EXERCISE DIRECTIONS: Starting at the line that contains "# for each instance of the roof" and ending at the line that contains "Target: white window sill", the lines below are to be given again exactly, with nothing added.

PROVIDED RECORDS below:

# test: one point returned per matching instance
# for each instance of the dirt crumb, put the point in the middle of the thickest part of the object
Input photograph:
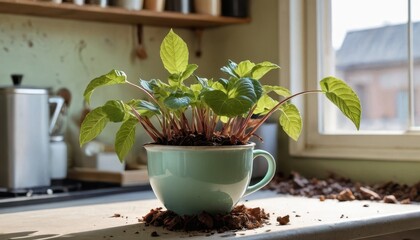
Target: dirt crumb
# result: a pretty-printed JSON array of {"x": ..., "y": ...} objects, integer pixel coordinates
[
  {"x": 283, "y": 220},
  {"x": 239, "y": 218},
  {"x": 336, "y": 187}
]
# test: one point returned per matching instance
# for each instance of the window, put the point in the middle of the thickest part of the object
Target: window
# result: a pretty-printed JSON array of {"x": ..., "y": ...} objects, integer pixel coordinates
[{"x": 374, "y": 45}]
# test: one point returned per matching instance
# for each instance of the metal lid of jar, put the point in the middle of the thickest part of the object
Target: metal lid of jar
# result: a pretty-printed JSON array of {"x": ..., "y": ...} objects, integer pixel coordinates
[{"x": 18, "y": 89}]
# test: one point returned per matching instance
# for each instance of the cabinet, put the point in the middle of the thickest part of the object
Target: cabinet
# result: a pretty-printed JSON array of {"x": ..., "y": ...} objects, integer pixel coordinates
[{"x": 115, "y": 15}]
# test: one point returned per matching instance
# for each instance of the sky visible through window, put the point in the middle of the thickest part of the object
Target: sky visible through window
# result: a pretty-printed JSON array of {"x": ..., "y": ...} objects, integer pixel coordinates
[{"x": 350, "y": 15}]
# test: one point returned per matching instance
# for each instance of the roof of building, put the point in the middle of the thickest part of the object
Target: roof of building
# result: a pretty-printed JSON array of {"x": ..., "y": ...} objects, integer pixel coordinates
[{"x": 377, "y": 46}]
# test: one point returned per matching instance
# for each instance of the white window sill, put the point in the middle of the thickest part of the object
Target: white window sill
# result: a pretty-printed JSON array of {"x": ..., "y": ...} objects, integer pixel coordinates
[{"x": 309, "y": 219}]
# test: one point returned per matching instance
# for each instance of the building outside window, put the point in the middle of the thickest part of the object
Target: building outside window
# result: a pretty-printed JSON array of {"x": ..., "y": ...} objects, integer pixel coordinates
[{"x": 374, "y": 45}]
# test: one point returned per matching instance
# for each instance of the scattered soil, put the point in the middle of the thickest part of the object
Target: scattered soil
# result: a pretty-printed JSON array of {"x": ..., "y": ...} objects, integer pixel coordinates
[
  {"x": 283, "y": 220},
  {"x": 344, "y": 189},
  {"x": 239, "y": 218}
]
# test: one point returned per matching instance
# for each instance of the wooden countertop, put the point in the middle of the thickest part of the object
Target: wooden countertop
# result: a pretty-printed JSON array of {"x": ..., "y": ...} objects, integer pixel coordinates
[{"x": 309, "y": 219}]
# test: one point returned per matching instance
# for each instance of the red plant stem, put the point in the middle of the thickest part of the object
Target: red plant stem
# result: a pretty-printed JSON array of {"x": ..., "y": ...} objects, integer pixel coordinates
[
  {"x": 245, "y": 123},
  {"x": 263, "y": 119}
]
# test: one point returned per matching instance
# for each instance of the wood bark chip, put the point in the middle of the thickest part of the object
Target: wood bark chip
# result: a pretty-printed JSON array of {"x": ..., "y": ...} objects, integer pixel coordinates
[
  {"x": 343, "y": 189},
  {"x": 240, "y": 218},
  {"x": 283, "y": 220}
]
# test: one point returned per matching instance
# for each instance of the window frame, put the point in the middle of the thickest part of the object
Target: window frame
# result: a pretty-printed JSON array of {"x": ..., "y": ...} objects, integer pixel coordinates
[{"x": 403, "y": 145}]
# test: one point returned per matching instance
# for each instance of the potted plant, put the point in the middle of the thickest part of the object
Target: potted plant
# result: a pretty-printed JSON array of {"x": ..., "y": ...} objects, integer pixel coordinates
[{"x": 201, "y": 155}]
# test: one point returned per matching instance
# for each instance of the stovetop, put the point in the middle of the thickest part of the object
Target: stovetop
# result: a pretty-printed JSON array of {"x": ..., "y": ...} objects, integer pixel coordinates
[{"x": 62, "y": 190}]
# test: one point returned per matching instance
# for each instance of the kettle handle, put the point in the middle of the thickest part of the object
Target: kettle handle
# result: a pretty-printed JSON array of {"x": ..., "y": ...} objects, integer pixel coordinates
[{"x": 59, "y": 101}]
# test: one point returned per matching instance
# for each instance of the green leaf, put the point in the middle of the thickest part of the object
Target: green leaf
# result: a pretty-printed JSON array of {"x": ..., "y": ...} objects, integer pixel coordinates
[
  {"x": 124, "y": 138},
  {"x": 147, "y": 106},
  {"x": 290, "y": 120},
  {"x": 93, "y": 124},
  {"x": 188, "y": 71},
  {"x": 177, "y": 100},
  {"x": 174, "y": 53},
  {"x": 281, "y": 91},
  {"x": 262, "y": 68},
  {"x": 236, "y": 102},
  {"x": 144, "y": 108},
  {"x": 111, "y": 78},
  {"x": 265, "y": 104},
  {"x": 230, "y": 69},
  {"x": 115, "y": 111},
  {"x": 343, "y": 96},
  {"x": 244, "y": 68}
]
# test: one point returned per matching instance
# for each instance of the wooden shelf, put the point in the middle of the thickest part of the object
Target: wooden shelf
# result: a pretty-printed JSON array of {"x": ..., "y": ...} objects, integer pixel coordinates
[{"x": 115, "y": 14}]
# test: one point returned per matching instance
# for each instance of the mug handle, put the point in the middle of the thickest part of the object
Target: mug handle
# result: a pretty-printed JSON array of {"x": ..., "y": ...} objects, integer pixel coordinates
[{"x": 271, "y": 171}]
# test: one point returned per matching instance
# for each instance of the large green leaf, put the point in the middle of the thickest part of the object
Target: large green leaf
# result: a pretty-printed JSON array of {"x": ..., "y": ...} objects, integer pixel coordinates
[
  {"x": 290, "y": 120},
  {"x": 177, "y": 100},
  {"x": 115, "y": 110},
  {"x": 144, "y": 108},
  {"x": 262, "y": 68},
  {"x": 93, "y": 124},
  {"x": 188, "y": 71},
  {"x": 174, "y": 53},
  {"x": 111, "y": 78},
  {"x": 343, "y": 96},
  {"x": 265, "y": 104},
  {"x": 281, "y": 91},
  {"x": 124, "y": 138},
  {"x": 238, "y": 101}
]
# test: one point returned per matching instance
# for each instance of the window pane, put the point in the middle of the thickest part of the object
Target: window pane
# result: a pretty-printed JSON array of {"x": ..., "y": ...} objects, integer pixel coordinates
[
  {"x": 415, "y": 15},
  {"x": 369, "y": 38}
]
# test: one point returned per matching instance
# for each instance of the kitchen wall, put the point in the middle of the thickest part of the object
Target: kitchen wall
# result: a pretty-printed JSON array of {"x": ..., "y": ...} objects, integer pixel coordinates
[{"x": 59, "y": 53}]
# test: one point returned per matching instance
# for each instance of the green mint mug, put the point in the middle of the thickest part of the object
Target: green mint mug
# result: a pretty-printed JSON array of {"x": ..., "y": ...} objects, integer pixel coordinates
[{"x": 192, "y": 179}]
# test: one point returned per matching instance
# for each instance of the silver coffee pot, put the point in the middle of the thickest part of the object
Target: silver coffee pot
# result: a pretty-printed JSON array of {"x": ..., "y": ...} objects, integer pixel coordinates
[{"x": 25, "y": 128}]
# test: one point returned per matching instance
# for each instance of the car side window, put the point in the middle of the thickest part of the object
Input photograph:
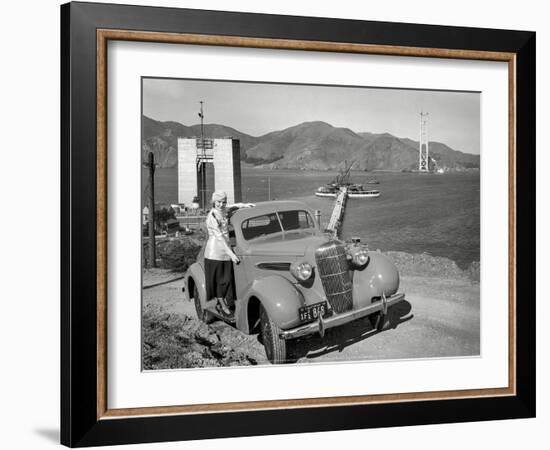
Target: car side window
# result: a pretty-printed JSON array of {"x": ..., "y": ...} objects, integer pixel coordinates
[
  {"x": 296, "y": 220},
  {"x": 260, "y": 226}
]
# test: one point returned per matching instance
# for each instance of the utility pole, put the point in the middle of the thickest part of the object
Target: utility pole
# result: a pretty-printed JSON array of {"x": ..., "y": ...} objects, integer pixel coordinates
[{"x": 152, "y": 248}]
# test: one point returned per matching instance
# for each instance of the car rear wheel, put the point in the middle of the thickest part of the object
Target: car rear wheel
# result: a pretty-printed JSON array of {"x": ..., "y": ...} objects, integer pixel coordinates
[
  {"x": 205, "y": 316},
  {"x": 275, "y": 347}
]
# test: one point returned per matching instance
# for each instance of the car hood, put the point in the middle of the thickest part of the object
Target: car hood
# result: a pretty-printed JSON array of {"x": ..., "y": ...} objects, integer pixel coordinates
[{"x": 290, "y": 244}]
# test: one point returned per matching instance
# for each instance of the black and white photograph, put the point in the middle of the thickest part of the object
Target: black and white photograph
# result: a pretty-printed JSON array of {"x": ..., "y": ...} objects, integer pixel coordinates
[{"x": 295, "y": 224}]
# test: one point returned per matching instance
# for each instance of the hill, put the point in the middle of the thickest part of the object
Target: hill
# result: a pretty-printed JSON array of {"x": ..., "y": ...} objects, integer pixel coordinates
[{"x": 311, "y": 145}]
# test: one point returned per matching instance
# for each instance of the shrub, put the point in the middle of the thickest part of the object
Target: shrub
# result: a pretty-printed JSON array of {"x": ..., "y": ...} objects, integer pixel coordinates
[{"x": 178, "y": 255}]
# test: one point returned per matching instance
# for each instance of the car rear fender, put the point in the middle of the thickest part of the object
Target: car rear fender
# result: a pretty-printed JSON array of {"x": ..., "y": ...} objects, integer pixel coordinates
[{"x": 278, "y": 296}]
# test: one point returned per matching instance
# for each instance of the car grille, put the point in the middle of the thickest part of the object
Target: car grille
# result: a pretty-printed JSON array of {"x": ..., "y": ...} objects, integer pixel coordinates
[{"x": 333, "y": 270}]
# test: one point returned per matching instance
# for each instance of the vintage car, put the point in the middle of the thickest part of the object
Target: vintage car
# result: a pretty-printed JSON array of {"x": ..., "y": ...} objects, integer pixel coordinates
[{"x": 293, "y": 280}]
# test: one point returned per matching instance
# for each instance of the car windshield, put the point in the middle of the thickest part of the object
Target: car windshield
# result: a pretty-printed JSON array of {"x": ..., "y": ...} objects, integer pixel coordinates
[{"x": 269, "y": 224}]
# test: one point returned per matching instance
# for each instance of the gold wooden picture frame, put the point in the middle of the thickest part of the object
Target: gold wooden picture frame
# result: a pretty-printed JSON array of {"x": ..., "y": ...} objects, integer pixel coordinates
[{"x": 86, "y": 416}]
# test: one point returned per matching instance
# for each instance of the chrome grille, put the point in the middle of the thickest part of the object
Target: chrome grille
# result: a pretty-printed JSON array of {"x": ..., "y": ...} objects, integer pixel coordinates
[{"x": 333, "y": 270}]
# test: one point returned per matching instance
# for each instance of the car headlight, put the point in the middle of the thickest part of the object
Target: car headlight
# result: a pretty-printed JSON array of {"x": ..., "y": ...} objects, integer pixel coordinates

End of PROVIDED RECORDS.

WRITTEN ANSWER:
# for each instance of the roof of building, put the point in the middle of the thickest part of the object
Target: roof of building
# result: a pretty-printed JSON array of {"x": ..., "y": ...} objects, integer pixel coordinates
[{"x": 377, "y": 46}]
# test: one point returned per matching instance
# for each instance of the white window sill, put the point in the middle of the thickest part of the object
Target: white window sill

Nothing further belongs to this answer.